### YOUR ASSIGNMENT
Return the listing below exactly as it stands. Pictures stay out.

### EXTRACTED ENTRIES
□ □ □ □

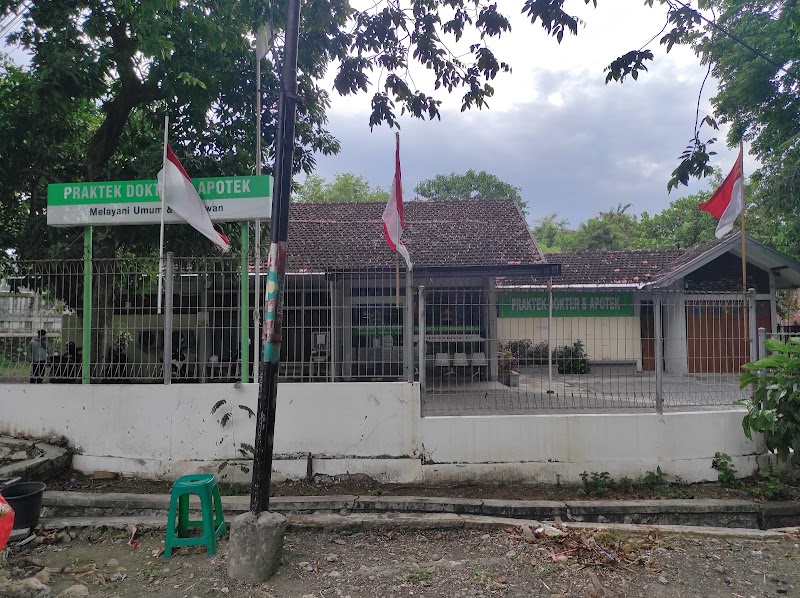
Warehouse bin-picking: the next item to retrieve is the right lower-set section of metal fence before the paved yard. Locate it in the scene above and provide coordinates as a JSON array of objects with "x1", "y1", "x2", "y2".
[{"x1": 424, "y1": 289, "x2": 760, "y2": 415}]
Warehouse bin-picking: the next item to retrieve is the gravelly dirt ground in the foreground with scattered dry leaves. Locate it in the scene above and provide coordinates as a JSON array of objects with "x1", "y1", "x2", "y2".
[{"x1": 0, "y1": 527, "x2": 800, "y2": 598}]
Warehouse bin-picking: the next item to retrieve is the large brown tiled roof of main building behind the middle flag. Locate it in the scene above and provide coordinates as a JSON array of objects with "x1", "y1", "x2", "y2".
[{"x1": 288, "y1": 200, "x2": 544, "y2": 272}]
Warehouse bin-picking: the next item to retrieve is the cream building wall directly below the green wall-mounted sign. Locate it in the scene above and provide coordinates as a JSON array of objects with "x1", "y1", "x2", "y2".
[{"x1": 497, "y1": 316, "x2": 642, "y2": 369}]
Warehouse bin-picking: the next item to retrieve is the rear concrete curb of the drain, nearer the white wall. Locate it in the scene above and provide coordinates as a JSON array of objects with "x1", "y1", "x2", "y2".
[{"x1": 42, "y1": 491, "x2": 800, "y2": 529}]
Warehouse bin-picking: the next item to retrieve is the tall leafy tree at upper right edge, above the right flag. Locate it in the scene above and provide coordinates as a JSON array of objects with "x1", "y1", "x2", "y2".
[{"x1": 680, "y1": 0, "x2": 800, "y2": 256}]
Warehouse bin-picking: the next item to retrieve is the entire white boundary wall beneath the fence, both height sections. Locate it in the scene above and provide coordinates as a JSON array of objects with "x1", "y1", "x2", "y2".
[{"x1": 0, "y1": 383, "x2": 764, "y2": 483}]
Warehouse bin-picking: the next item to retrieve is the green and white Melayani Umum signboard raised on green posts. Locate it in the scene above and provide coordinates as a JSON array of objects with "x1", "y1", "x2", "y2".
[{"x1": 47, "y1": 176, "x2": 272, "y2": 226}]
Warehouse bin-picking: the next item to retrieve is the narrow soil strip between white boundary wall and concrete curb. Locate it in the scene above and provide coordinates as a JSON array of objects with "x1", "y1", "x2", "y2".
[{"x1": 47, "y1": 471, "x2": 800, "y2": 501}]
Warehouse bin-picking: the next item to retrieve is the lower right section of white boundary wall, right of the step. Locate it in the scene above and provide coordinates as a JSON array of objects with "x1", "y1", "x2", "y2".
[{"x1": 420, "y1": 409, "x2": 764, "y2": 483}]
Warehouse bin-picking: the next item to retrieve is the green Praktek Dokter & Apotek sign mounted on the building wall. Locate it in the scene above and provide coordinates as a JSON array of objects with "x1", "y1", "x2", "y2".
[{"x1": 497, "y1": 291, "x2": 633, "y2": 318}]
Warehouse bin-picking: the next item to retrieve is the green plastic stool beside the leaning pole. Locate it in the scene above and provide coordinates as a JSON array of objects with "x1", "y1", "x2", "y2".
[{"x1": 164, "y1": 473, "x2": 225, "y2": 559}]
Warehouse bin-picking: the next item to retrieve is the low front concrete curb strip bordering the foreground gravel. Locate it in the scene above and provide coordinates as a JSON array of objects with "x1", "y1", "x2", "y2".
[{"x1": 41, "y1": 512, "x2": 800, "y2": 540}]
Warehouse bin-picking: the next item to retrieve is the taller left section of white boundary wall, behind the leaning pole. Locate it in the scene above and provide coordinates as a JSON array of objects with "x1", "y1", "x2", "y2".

□ □ □ □

### OUTPUT OF THE TASK
Warehouse bin-picking: the next item to retrieve is the right lower-set section of metal fence before the paved yard. Locate it in the scene above and provide coordinates as a JSON array of objects with "x1", "y1", "x2", "y2".
[{"x1": 424, "y1": 289, "x2": 760, "y2": 415}]
Warehouse bin-picking: the next item to retrieve is the gravelly dirt ground in the foreground with scattered dry leaves. Locate it in the scene above and provide coordinates as a JSON array of objects with "x1", "y1", "x2", "y2".
[{"x1": 0, "y1": 527, "x2": 800, "y2": 598}]
Warehouse bin-picking: the next item to retrieve is the large brown tiled roof of main building behind the middle flag. Locate it in the scene above and provide coordinates as a JSON array of objects with "x1", "y1", "x2", "y2".
[{"x1": 288, "y1": 200, "x2": 544, "y2": 272}]
Warehouse bin-picking: the next item to retrieve is the cream building wall directly below the green wall-mounted sign. Locate it in the scene above and provide coordinates as a JSON array of objects with "x1", "y1", "x2", "y2".
[{"x1": 497, "y1": 316, "x2": 642, "y2": 369}]
Warehouse bin-picking: the next item to retrieve is the rear concrete curb of the drain, nearer the white wall. Locate it in the scene above and provide coordinates as a JSON array of objects with "x1", "y1", "x2", "y2".
[{"x1": 42, "y1": 491, "x2": 800, "y2": 529}]
Warehouse bin-picking: the next item to retrieve is the tall leafy tree at upper right edge, above the right flag. Locate it in the scene above and provide coordinates as a JSON array of objects with "x1", "y1", "x2", "y2".
[{"x1": 680, "y1": 0, "x2": 800, "y2": 256}]
Warehouse bin-picking: the next item to retrieve is the entire white boundary wall beneath the fence, both height sections. Locate it in the scene above and provide coordinates as a JSON array of objects with "x1", "y1", "x2", "y2".
[{"x1": 0, "y1": 383, "x2": 764, "y2": 483}]
Warehouse bin-picking: the next item to retrieve is the green and white Melayani Umum signboard raised on green posts. Locate it in the scene above and provide coordinates as a JSON array of objects with "x1", "y1", "x2", "y2".
[{"x1": 47, "y1": 176, "x2": 272, "y2": 226}]
Warehouse bin-picking: the next item to retrieve is the narrow soil strip between white boundary wall and concrete curb. Locate it in the scene above and provide coordinates as a JSON array of objects with "x1", "y1", "x2", "y2".
[{"x1": 47, "y1": 471, "x2": 800, "y2": 501}]
Warehouse bin-picking: the next item to retrieve is the lower right section of white boundary wall, right of the step. Locate it in the scene above and provide coordinates as a JSON array of objects with "x1", "y1", "x2", "y2".
[{"x1": 420, "y1": 409, "x2": 764, "y2": 483}]
Warehouse bin-picking: the next item to retrieve is the green Praktek Dokter & Apotek sign mounted on the building wall. Locate it in the scene above and provide coordinates as a JSON array of objects with "x1", "y1", "x2", "y2".
[{"x1": 497, "y1": 291, "x2": 633, "y2": 318}]
Warehouse bin-picking: the next item to retrieve is the green plastic stool beside the leaning pole. Locate it in the scene above and provide coordinates as a JSON array of objects with "x1", "y1", "x2", "y2".
[{"x1": 164, "y1": 473, "x2": 225, "y2": 559}]
Warehouse bin-picking: the next item to retrieve is the low front concrete curb strip bordering the foreground gravel. Locate it in the scene above and provide coordinates as a JSON array of objects with "x1", "y1", "x2", "y2".
[{"x1": 41, "y1": 512, "x2": 800, "y2": 540}]
Warehouse bin-picking: the next item to retrieve is the taller left section of white boundary wall, behind the leaning pole. Locate it in the scene above and provide coordinates as a JSON array of objects with "x1", "y1", "x2", "y2".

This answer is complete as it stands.